# Exercise inputs:
════

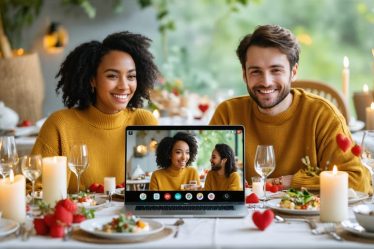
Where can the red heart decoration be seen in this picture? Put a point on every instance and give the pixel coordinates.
(203, 107)
(356, 150)
(252, 198)
(263, 220)
(343, 142)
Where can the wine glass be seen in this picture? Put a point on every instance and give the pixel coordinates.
(31, 167)
(264, 162)
(78, 160)
(8, 155)
(367, 154)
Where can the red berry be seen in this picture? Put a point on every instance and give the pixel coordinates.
(57, 231)
(252, 198)
(78, 218)
(40, 226)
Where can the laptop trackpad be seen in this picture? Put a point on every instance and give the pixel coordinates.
(183, 212)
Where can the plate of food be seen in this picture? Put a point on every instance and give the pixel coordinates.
(300, 202)
(123, 226)
(7, 226)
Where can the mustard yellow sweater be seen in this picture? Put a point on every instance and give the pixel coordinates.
(171, 179)
(216, 182)
(103, 133)
(308, 128)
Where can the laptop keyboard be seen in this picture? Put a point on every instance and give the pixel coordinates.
(175, 207)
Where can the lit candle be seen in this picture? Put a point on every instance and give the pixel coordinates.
(13, 197)
(345, 77)
(370, 117)
(109, 184)
(54, 179)
(334, 195)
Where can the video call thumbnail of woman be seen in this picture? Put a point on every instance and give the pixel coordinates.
(174, 158)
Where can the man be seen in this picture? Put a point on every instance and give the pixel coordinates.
(298, 124)
(223, 175)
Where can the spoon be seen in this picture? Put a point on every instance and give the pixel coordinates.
(178, 223)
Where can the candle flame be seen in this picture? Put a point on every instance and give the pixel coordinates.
(365, 88)
(346, 62)
(11, 176)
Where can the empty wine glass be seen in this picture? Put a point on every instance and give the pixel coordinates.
(8, 155)
(31, 167)
(78, 160)
(264, 162)
(367, 154)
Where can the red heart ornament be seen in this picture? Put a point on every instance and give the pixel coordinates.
(356, 150)
(343, 142)
(263, 220)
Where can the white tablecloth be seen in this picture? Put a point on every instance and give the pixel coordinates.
(209, 233)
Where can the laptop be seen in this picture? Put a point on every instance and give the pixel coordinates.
(147, 196)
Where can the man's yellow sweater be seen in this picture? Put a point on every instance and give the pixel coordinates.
(307, 128)
(103, 133)
(216, 182)
(170, 179)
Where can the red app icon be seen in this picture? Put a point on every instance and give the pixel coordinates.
(167, 196)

════

# Brief:
Each line from the one containing "Where can the empty" through the end of the entries, both included, is to be returned exactly, with no other lines.

# Response to the exercise:
Where can the empty wine glass be seen in this picture? Put a point on every instance and give the pixel coordinates.
(8, 155)
(31, 167)
(78, 160)
(264, 162)
(367, 154)
Where can the red heart ornament be seen in this picture? Put a point on every instance and give the pixel coordinates.
(356, 150)
(343, 142)
(263, 220)
Where can the white tablecloth be seen in this picture? Put a point on every instance and give the pixel coordinates.
(209, 233)
Where can the laptop be seen in this picture? Put a point on every instance and give the pixel coordinates.
(147, 196)
Where can the man's yellow sweater be seen in this picture? Put a point on every instance and give the pixel coordinates.
(307, 128)
(103, 133)
(216, 182)
(170, 179)
Where can the red app icon be seen in this picture? Put a point on every instance and give the pixel coordinates.
(167, 196)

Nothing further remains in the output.